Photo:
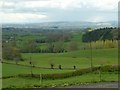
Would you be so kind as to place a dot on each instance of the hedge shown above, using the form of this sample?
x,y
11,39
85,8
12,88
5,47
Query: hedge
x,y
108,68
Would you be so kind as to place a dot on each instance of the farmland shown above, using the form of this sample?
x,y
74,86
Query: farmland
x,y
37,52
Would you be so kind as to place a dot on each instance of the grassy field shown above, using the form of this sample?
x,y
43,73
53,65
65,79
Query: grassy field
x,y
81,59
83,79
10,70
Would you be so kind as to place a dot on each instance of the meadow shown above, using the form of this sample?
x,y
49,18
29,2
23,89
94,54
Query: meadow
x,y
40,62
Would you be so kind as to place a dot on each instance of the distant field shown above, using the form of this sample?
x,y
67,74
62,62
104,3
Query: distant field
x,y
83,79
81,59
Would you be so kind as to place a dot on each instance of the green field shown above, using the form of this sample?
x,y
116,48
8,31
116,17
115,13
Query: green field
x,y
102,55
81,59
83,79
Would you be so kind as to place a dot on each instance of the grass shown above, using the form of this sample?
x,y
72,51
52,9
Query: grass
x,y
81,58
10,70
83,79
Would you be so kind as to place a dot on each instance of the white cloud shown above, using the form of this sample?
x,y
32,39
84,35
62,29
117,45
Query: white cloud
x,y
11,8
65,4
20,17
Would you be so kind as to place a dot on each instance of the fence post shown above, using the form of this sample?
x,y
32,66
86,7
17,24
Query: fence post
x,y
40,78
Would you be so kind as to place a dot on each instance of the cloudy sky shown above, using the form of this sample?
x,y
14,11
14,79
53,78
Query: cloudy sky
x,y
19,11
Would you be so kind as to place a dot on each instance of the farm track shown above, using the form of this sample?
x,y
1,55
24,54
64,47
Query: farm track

########################################

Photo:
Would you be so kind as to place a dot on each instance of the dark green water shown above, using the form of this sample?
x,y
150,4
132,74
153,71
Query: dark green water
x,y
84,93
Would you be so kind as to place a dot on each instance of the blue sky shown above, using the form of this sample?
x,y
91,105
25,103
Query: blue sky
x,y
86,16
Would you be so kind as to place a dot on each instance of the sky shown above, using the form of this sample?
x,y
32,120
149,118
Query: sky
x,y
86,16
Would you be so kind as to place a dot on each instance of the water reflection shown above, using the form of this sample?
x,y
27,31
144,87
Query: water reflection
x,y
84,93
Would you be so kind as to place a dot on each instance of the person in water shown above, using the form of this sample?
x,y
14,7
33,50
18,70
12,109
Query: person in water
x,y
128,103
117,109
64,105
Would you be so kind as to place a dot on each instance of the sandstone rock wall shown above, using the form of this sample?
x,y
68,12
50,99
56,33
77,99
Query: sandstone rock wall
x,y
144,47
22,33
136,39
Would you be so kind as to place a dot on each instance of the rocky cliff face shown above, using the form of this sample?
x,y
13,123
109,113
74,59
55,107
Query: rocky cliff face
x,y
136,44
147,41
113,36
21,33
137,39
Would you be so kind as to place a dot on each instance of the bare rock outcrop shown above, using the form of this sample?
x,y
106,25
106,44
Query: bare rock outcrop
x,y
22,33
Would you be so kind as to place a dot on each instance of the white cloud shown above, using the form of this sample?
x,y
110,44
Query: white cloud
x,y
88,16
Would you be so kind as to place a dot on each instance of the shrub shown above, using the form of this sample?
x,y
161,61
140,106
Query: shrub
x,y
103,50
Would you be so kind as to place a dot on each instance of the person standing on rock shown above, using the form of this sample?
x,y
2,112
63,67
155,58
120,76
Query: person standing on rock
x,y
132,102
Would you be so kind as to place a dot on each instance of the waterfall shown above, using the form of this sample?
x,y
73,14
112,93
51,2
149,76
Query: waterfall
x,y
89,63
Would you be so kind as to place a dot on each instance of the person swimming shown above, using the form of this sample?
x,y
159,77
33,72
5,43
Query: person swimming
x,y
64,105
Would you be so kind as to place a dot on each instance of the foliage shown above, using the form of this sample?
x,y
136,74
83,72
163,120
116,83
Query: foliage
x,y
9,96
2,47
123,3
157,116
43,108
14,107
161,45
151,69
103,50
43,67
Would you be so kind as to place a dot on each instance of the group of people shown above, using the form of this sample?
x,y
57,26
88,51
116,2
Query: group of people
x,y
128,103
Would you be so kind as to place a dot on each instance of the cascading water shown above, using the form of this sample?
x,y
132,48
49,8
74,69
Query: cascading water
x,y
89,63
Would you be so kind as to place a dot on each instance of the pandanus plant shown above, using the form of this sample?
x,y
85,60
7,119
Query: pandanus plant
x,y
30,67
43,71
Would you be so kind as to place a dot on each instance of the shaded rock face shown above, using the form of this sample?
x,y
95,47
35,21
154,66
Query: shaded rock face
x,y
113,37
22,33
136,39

########################################

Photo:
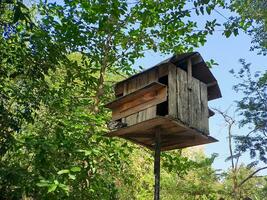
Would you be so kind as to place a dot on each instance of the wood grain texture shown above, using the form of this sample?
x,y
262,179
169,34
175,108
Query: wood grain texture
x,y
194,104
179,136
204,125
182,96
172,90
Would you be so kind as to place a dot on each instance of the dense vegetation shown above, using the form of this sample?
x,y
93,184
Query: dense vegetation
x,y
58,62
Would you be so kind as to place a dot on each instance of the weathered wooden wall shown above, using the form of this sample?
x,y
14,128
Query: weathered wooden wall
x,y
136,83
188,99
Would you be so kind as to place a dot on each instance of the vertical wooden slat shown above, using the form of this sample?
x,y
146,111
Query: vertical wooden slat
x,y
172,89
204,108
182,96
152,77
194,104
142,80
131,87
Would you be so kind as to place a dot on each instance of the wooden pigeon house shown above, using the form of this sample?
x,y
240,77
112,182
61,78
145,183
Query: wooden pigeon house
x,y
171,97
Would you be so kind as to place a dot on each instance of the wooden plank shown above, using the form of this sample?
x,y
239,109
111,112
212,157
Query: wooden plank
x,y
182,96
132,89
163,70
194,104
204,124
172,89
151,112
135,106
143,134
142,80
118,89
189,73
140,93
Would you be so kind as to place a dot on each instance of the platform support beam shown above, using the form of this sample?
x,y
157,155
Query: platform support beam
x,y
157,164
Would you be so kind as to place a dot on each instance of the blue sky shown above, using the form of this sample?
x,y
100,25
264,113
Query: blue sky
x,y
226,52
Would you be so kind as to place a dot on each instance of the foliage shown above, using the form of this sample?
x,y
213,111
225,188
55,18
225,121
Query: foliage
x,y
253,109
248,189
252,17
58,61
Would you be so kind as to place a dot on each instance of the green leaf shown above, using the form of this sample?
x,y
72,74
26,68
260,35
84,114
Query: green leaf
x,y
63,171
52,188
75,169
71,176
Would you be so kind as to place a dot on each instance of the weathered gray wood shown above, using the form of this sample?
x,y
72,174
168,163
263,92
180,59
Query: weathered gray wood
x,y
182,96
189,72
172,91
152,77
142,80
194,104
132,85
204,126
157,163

########################################

Task details -
List every line in the rows above that contains the word "track", treating uppercase and lowercase letters as different.

Answer for the task -
Would you be so kind as to place a dot on each instance of the farm track shown above, using the form of this sample?
Query: farm track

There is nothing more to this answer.